▶ What this exercise asks
• A. In the design document, rewrite the paragraph beginning "This document describes the design" as a short list that keeps its main facts.
• B. Based on the design document, decide whether each statement agrees with it, and give yes or no with the exact words that decide it: (i) The service is meant for cloud operators only. (ii) The designs described apply only to the Open Telekom Cloud. (iii) The service's short name is APIMon.

| Authors: | Artem Goncharov ([email protected])
Nils Magnus ([email protected]) Vladimir Hasko ([email protected]) Tino Schreiber ([email protected]) |
|---|---|
| Copyright: | 2019 by Open Telekom Cloud (https://open-telekom-cloud.com/) |
| Version: | 1.0.1 as-of 2019/07/01 (work in progress) |
| Availability: | public |
This document describes the design for a service that monitors the service availability of OpenStack based cloud APIs. This service is useful for operators and users of clouds alike, since it visualizes the availability of the manifold cloud services. It also helps to mitigate outages and other incidents. The service is called henceforth API-Monitoring or APIMon for short.
While it was developed for the Open Telekom Cloud, all designs and implementation described in this document apply to any upstream compatible OpenStack cloud instance unless otherwise noted.

▶ Data provided

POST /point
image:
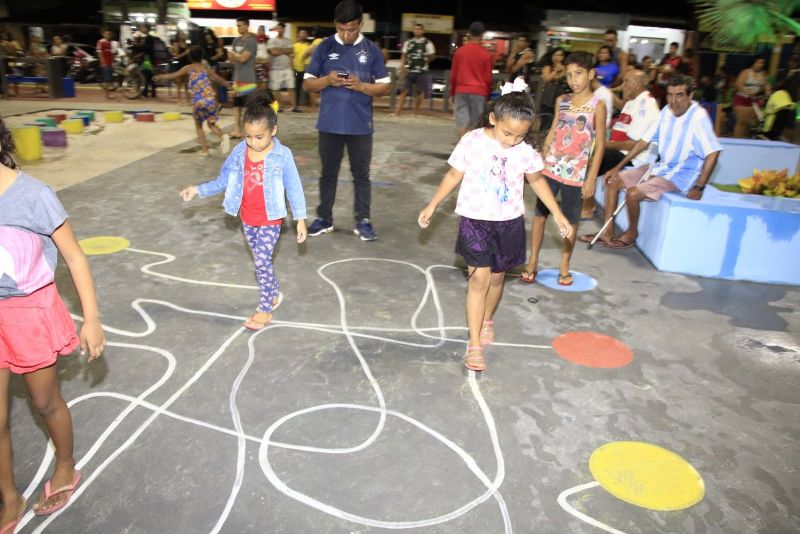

▶ Answers to the exercise
• A.
- Describes the design of a service that monitors the availability of OpenStack-based cloud APIs
- Useful for both cloud operators and cloud users, since it visualizes the availability of many cloud services
- Helps mitigate outages and other incidents
- Called API-Monitoring, or APIMon for short

• B.
(i) No: "This service is useful for operators and users of clouds alike"
(ii) No: "all designs and implementation described in this document apply to any upstream compatible OpenStack cloud instance unless otherwise noted"
(iii) Yes: "The service is called henceforth API-Monitoring or APIMon for short."